-- SUPPLIED PASSAGE --
==*==

What can we do to make it easier for admins who see their cluster stuck on APIServerDeploymentDegraded for at least 2 minutes more likely to check and fix the underlying network issue?  Or to avoid firing a false-positive Degraded=True message if we don't think there's anything serious enough going wrong that they need to wade in and try to manually fix something?

[1]: https://prow.ci.openshift.org/view/gcs/origin-ci-test/logs/release-openshift-origin-installer-e2e-aws-upgrade/1290235003745079296
[2]: https://promecieus.svc.ci.openshift.org/

Comment 17 Matthew Heon 2020-08-06 19:34:14 UTC

I'm going to reopen this. We are seeing a rash of failures on 4.5 -> 4.6 upgrade with this issue.

Sample: https://prow.ci.openshift.org/view/gs/origin-ci-test/logs/release-openshift-origin-installer-e2e-aws-upgrade/1291378585432494080

Comment 18 Stefan Schimanski 2020-08-31 10:40:43 UTC

@wking: it's not clear to me what in "APIServerDeploymentDegraded: 1 of 3 requested instances are unavailable for apiserver.openshift-apiserver" is unclear. Do you have a suggestion what you would have expected as a message?

==*==

-- DATA PROVIDED --

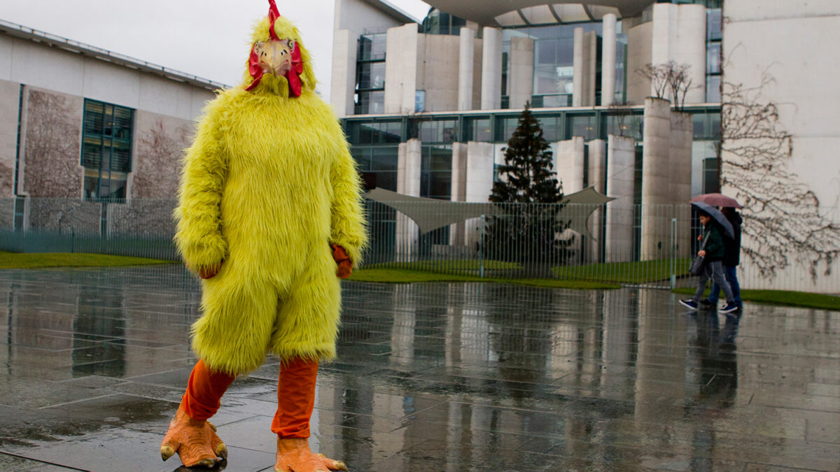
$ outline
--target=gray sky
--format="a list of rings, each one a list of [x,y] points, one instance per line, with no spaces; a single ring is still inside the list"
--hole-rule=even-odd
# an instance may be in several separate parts
[[[388,0],[422,19],[420,0]],[[276,0],[312,54],[329,98],[335,0]],[[227,85],[239,83],[267,0],[0,0],[0,18]]]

==*==

-- EXERCISE TASKS --
• A. In the APIServerDeploymentDegraded thread, retype the stretch that begins at the words "I'm going to" and stops after the words "as a message?".
• B. In the APIServerDeploymentDegraded thread, which upgrade does Comment 17 report a rash of failures on?
• C. Sum up the APIServerDeploymentDegraded thread in two sentences.

-- THE SOLUTIONS --
• A.
I'm going to reopen this. We are seeing a rash of failures on 4.5 -> 4.6 upgrade with this issue.

Sample: https://prow.ci.openshift.org/view/gs/origin-ci-test/logs/release-openshift-origin-installer-e2e-aws-upgrade/1291378585432494080

Comment 18 Stefan Schimanski 2020-08-31 10:40:43 UTC

@wking: it's not clear to me what in "APIServerDeploymentDegraded: 1 of 3 requested instances are unavailable for apiserver.openshift-apiserver" is unclear. Do you have a suggestion what you would have expected as a message?

• B. The 4.5 to 4.6 upgrade.

• C. The thread opens by asking how to make admins whose cluster is stuck on APIServerDeploymentDegraded for at least 2 minutes more likely to check and fix the underlying network issue, or how to avoid firing a false-positive Degraded=True message when nothing serious is wrong. Matthew Heon then reopens the issue over a rash of failures on 4.5 to 4.6 upgrades, and Stefan Schimanski asks @wking what is unclear in the "1 of 3 requested instances are unavailable" message and what message was expected instead.